TASK SET:
• A. According to the press review on the torture photos, what was a key point of Obama's election campaign?
• B. Using the press review on the torture photos, explain why Obama decided to withhold publication of the photos.
• C. In the press review on the torture photos, rewrite the passage between "Going against earlier" and "on US soldiers.", inclusive, changing "prisoners" to "detainees".

SOURCE DOCUMENT:
= = =
Obama refuses to publish torture images

Going against earlier announcements, US President Barack Obama has now decided to withhold the publication of photos showing tortured prisoners in Iraq and Afghanistan on the grounds that such images would incite anti-American sentiment and lead to attacks on US soldiers.


Etelä-Suomen-Sanomat - Finland

The question of whether the torture photos should be made public is the first major challenge to US President Barack Obama's idealism, writes the daily Etelä-Suomen-Sanomat: "Important decisions embed themselves in the consciousness of the general public. The closure of the notorious Guantánamo Bay prison camp within a year was a key point of Obama's election campaign. The order to close it was one of the first he gave after taking office. At the same time he forbade the use of torture methods on terrorist suspects. … Now the government and the army leadership have apparently reminded Obama of how damaging it was when pictures from the Abu Ghraib prison were published. Mocking US soldiers attacking and humiliating prisoners. According to reports the pictures from Guantánamo are similar. This would no doubt be embarrassing for the Americans. It seems for the first time Obama is confronting the hard realities that being the leader of a major power entails." (15/05/2009)
= = =
(Records from a data source)
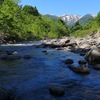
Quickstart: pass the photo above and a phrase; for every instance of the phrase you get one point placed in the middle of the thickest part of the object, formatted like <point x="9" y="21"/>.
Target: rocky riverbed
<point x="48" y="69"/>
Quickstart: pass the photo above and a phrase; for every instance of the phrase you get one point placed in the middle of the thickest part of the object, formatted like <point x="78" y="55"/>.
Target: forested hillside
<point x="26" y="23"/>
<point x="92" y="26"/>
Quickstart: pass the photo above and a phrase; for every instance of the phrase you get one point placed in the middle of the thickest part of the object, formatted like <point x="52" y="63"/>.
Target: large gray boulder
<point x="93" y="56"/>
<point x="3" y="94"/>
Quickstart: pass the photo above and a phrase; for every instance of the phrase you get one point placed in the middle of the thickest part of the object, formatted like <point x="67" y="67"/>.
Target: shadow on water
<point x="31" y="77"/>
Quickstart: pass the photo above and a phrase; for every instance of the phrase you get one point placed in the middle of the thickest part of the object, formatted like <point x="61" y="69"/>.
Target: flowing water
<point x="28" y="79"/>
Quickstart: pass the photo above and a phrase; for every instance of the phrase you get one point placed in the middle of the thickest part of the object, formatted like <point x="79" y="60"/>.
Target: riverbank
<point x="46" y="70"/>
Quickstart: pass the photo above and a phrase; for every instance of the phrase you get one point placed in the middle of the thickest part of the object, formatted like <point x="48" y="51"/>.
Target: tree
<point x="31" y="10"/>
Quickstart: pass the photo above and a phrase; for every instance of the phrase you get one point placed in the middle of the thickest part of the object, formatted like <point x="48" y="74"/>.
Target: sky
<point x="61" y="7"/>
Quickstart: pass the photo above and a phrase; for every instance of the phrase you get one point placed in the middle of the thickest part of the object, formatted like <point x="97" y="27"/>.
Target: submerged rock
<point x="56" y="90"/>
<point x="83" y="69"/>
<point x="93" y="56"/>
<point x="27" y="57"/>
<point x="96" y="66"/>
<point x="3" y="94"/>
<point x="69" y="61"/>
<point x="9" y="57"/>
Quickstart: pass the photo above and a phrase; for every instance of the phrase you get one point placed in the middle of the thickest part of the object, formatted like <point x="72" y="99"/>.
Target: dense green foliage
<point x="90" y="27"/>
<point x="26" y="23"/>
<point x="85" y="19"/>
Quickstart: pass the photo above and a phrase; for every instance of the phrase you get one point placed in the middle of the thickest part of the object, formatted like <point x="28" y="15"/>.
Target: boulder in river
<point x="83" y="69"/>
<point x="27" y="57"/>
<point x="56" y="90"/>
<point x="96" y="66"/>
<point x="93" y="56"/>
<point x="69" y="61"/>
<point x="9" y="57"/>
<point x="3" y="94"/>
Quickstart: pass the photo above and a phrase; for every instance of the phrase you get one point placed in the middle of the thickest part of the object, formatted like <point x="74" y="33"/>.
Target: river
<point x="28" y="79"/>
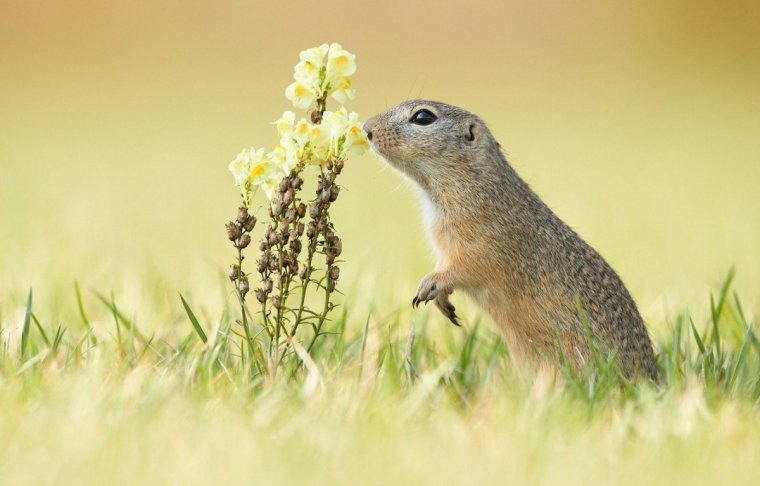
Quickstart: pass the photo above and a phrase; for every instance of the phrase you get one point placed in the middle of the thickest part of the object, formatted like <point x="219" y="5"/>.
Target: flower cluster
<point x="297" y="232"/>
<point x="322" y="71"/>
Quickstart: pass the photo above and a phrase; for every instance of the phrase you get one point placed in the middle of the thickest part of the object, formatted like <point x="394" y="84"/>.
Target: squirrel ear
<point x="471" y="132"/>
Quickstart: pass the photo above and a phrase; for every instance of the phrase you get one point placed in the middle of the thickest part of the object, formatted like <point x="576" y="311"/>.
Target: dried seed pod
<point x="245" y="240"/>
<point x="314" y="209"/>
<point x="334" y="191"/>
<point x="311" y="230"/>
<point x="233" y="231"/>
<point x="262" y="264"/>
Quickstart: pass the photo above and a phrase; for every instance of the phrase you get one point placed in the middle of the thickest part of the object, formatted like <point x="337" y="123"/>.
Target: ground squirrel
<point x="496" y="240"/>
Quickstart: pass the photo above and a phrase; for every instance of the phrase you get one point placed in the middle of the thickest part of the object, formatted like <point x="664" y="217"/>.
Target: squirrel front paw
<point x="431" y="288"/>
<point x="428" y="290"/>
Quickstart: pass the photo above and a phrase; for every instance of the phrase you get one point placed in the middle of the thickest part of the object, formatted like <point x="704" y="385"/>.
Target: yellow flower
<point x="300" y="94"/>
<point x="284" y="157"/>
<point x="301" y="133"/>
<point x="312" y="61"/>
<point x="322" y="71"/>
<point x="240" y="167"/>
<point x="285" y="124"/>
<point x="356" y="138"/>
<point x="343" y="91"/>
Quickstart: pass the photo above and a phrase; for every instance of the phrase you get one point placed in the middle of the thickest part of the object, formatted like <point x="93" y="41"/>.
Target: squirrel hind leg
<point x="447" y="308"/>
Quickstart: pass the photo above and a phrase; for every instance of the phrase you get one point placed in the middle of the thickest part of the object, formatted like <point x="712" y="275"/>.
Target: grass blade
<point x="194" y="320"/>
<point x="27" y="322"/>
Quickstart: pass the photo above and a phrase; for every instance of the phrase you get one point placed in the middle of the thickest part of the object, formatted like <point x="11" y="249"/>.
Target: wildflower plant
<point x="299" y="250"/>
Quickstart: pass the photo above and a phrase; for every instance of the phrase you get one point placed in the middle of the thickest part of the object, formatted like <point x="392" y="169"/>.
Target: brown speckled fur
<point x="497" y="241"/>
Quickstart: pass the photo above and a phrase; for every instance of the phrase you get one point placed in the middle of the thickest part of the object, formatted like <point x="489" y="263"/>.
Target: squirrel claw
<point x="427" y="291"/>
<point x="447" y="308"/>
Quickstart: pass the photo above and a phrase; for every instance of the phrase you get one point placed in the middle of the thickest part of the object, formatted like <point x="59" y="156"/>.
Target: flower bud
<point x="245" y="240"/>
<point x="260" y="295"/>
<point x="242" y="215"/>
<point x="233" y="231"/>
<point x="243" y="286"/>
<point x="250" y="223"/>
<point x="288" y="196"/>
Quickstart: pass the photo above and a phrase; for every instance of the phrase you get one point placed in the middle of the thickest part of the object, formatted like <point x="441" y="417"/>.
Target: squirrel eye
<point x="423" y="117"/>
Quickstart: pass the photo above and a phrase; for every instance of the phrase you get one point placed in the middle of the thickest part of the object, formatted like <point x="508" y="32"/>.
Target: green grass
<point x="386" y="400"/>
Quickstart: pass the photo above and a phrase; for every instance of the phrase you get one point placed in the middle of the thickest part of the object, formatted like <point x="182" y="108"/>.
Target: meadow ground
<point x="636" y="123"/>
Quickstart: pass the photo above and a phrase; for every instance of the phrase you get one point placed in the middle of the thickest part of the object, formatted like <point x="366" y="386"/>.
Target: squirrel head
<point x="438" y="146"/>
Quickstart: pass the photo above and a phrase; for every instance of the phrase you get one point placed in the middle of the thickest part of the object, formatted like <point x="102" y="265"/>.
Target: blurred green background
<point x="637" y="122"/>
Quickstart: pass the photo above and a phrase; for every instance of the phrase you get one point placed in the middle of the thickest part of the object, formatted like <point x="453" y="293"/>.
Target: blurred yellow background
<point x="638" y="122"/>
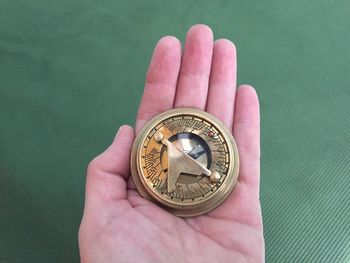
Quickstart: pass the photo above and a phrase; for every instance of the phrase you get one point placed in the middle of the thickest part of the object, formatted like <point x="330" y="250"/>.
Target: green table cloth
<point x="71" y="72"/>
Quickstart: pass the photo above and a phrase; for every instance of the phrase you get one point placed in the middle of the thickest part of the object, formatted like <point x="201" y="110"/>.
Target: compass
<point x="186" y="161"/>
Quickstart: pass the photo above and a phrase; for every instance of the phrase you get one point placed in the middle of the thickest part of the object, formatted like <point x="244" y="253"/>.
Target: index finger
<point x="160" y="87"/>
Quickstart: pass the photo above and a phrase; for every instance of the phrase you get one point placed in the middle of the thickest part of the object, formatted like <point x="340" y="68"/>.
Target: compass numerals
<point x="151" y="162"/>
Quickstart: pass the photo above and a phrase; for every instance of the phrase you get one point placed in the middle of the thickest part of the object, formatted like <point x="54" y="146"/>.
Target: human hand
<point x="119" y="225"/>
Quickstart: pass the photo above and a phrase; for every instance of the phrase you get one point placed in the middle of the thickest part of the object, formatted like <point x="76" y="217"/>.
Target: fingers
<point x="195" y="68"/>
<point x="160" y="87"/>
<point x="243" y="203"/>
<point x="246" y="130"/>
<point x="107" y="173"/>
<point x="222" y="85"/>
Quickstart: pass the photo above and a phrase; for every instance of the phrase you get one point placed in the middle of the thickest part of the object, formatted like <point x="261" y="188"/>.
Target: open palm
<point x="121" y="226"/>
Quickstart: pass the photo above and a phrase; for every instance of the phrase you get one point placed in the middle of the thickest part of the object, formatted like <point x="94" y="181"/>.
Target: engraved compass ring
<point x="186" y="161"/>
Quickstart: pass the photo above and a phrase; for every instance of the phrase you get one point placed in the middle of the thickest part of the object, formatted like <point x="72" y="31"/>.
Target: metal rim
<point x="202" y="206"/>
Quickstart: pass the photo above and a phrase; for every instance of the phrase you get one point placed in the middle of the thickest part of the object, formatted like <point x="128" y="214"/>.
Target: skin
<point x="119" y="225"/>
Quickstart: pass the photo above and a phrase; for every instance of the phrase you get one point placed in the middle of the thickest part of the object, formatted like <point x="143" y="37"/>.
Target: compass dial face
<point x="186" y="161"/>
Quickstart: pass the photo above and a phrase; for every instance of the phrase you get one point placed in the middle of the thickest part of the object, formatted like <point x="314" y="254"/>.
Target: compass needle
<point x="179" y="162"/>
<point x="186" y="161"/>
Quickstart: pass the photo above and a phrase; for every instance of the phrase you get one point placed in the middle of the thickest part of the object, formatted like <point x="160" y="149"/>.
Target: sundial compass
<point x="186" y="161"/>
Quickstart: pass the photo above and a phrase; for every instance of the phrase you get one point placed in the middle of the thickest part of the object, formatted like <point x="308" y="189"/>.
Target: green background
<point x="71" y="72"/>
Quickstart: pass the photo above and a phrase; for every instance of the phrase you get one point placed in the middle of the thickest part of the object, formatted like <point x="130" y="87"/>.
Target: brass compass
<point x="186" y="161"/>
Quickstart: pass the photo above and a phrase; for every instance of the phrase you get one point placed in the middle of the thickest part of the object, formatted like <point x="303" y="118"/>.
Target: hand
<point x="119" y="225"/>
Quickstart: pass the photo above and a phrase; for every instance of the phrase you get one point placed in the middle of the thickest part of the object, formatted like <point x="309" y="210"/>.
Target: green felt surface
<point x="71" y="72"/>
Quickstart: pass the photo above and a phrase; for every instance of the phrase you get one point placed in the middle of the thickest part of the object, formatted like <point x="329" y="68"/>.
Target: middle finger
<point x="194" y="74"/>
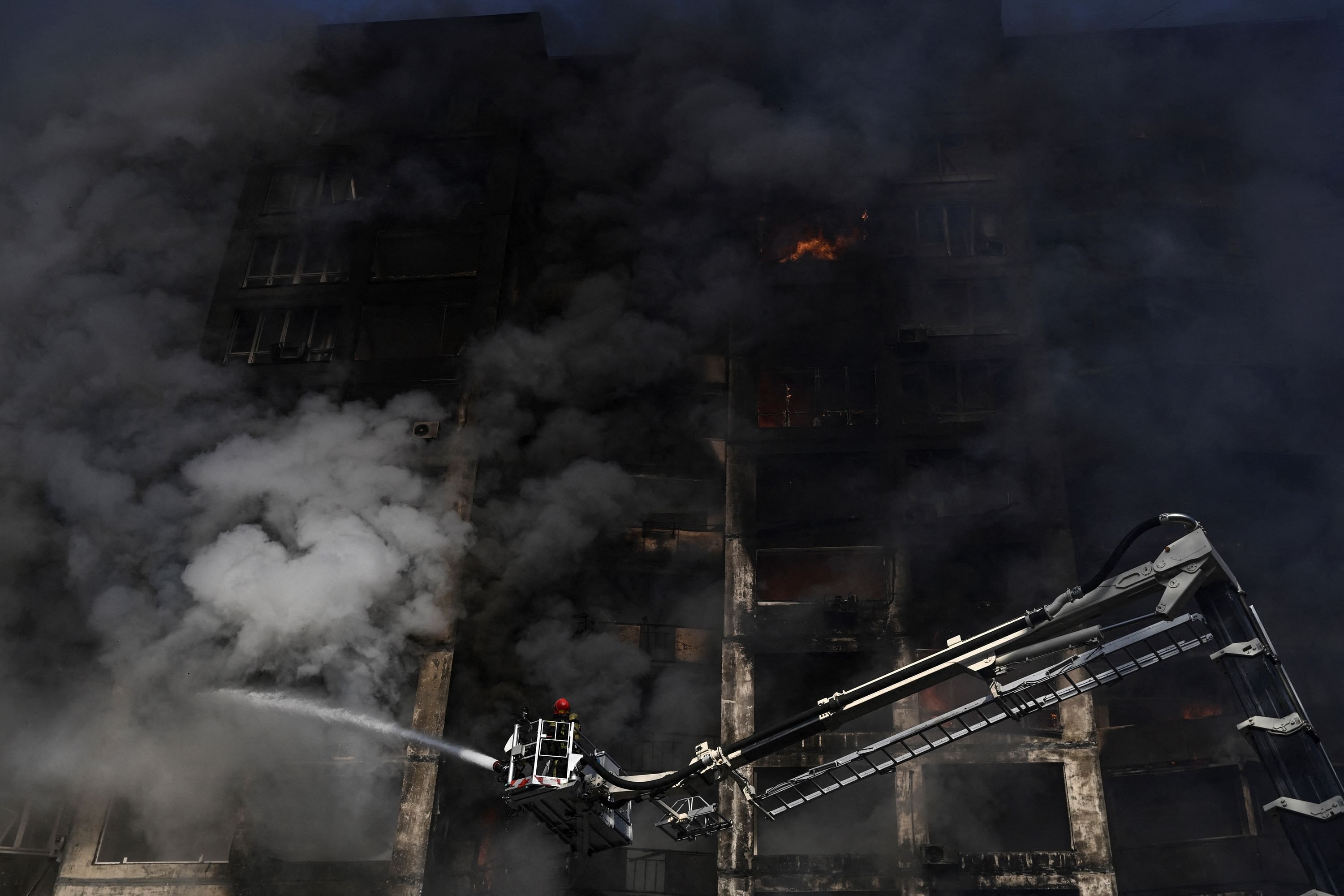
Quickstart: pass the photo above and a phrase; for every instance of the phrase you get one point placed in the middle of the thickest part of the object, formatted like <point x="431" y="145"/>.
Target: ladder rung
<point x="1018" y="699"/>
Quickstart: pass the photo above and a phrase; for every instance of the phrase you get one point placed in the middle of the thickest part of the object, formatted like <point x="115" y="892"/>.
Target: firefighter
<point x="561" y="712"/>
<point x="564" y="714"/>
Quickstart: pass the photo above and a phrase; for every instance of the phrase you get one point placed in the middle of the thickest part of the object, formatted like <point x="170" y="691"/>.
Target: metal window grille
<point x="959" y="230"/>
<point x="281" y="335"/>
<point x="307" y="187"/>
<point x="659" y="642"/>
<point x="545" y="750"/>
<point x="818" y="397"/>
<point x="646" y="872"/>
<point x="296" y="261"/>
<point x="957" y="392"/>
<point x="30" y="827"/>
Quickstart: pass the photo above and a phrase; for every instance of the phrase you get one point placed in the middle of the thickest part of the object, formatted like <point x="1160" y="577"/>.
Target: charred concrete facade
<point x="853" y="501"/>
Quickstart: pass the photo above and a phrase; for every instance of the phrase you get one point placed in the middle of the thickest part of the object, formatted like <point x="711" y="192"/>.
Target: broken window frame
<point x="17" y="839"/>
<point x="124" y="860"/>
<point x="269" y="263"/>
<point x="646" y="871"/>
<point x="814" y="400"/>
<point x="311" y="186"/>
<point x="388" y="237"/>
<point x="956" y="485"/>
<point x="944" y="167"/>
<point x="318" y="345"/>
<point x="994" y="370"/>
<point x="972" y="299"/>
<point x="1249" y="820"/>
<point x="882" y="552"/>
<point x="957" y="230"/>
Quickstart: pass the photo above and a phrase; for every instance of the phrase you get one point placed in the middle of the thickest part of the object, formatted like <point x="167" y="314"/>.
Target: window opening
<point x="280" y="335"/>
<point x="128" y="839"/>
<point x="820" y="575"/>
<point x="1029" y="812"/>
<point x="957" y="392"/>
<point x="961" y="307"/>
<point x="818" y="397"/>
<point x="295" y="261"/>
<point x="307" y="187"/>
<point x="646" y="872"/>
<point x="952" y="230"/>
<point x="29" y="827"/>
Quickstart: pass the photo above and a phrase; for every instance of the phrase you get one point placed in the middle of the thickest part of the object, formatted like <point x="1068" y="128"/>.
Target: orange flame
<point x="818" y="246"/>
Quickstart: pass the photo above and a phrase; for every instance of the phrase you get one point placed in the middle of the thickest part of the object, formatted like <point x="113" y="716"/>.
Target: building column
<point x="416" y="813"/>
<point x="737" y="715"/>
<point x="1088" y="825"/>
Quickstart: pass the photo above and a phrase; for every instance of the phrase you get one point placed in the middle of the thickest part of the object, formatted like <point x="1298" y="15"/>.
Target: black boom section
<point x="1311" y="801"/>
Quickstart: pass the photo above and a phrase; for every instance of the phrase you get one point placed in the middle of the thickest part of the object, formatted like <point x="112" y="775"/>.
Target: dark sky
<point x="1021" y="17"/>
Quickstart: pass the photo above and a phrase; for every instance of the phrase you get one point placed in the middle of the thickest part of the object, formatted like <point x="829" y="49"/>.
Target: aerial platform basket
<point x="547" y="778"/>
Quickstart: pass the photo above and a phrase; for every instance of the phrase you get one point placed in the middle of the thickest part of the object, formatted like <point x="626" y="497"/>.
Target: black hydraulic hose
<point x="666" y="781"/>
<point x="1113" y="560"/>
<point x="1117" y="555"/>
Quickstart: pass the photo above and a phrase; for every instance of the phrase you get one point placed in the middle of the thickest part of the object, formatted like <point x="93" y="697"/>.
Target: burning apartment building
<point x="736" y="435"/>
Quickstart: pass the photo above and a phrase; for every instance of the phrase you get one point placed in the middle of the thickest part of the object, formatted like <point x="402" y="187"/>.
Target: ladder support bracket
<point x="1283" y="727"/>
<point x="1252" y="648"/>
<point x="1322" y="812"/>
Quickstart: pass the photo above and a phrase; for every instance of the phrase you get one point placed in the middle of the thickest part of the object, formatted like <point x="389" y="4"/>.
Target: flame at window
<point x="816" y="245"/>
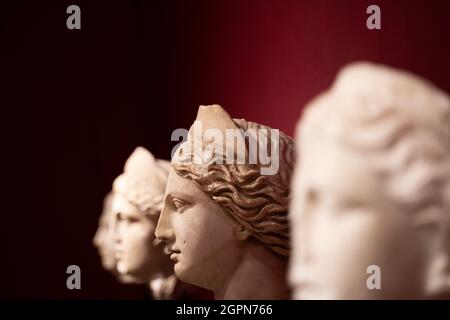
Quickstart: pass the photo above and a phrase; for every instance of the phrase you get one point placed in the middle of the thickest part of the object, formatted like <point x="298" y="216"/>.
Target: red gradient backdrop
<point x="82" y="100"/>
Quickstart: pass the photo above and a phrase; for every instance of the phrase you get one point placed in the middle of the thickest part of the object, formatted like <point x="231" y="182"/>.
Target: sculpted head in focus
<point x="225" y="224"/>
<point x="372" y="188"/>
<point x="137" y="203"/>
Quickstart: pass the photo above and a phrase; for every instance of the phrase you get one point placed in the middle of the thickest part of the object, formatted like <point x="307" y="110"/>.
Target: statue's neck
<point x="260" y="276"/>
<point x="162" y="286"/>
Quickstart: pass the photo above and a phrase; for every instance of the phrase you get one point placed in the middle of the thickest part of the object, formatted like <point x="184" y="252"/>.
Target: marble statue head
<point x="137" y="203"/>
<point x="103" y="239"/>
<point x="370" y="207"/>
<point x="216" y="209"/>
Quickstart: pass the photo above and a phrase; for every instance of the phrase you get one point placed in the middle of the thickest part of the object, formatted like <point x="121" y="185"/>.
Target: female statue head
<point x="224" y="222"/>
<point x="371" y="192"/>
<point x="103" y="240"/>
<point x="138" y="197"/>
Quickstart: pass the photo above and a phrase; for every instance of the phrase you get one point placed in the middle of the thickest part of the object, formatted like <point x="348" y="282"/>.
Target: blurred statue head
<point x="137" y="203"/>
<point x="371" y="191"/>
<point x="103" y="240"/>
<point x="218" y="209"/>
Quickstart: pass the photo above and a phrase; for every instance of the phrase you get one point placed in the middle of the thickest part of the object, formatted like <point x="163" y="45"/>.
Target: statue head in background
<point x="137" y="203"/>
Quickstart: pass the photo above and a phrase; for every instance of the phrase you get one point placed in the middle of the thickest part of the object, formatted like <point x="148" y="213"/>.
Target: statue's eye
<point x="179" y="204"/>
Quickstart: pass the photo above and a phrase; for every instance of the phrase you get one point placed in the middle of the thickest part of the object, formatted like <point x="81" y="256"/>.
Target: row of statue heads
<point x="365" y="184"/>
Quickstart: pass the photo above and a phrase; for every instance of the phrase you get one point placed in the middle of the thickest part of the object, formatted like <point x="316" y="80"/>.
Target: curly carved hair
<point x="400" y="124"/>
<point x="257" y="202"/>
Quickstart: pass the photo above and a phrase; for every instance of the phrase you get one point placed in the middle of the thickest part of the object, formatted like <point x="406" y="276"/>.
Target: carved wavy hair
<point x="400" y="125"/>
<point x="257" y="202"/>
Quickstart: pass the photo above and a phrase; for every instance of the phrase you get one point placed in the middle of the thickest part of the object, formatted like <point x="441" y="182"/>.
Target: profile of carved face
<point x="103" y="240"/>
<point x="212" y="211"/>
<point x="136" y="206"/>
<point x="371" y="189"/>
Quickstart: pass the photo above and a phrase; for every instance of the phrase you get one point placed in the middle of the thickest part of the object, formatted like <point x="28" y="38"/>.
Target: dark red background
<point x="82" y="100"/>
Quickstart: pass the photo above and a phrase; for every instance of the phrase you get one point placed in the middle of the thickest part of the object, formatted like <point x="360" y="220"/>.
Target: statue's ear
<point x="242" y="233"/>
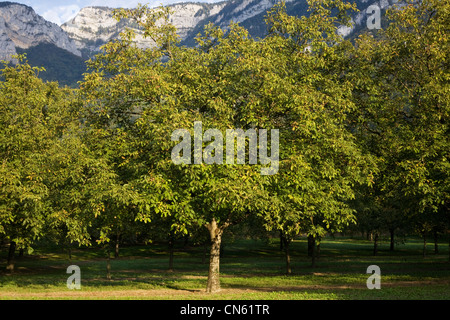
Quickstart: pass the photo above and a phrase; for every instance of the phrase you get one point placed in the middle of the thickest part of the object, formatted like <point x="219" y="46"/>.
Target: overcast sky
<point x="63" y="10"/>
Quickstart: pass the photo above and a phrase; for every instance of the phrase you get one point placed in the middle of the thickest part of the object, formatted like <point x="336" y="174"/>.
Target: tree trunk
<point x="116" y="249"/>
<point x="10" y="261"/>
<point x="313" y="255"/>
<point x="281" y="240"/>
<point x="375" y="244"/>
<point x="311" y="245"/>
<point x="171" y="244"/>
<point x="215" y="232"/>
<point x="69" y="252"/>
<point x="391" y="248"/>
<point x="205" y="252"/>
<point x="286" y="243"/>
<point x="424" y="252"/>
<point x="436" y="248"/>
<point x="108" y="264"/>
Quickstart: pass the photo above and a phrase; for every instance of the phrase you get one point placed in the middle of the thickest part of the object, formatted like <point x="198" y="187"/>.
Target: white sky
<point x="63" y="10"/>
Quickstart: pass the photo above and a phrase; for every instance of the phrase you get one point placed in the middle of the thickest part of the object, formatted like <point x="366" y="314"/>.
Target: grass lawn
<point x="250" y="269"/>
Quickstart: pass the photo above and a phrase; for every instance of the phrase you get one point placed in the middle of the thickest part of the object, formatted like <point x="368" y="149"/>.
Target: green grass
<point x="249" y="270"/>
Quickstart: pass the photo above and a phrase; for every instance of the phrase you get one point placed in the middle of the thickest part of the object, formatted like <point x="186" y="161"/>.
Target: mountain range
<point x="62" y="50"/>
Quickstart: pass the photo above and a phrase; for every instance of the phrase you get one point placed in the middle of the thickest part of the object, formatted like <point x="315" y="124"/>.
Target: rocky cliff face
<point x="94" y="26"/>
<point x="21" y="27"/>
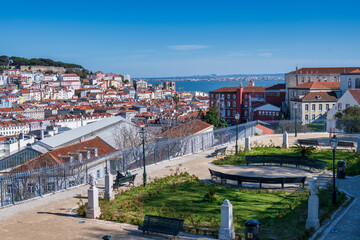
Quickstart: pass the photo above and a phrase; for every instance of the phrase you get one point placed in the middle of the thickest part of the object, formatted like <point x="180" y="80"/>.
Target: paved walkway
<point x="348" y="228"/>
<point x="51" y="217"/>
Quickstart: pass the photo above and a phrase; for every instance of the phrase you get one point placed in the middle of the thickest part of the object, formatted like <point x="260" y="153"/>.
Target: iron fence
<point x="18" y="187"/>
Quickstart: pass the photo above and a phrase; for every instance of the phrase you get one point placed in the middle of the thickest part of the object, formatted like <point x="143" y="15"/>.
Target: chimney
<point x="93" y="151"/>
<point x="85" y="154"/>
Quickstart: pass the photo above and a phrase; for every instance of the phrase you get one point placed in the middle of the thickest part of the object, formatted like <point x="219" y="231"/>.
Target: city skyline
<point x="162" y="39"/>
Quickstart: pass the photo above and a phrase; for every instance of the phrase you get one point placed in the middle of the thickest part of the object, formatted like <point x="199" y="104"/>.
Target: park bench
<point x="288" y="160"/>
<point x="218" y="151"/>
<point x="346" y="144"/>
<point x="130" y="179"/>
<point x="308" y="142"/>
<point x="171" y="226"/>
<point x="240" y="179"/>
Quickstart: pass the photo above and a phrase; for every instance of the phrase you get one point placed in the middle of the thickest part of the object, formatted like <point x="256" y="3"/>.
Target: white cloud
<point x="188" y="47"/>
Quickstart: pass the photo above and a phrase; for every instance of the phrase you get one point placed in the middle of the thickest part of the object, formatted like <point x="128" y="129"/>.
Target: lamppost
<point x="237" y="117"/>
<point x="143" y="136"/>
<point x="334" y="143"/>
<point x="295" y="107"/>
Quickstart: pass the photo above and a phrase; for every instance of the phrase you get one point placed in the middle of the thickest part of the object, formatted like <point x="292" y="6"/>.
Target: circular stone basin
= = =
THE RESULTS:
• A. The closure of the Guantánamo Bay prison camp within a year was a key point of his campaign.

• B. He withheld the photos on the grounds that they would incite anti-American sentiment and lead to attacks on US soldiers.

• C.
Going against earlier announcements, US President Barack Obama has now decided to withhold the publication of photos showing tortured detainees in Iraq and Afghanistan on the grounds that such images would incite anti-American sentiment and lead to attacks on US soldiers.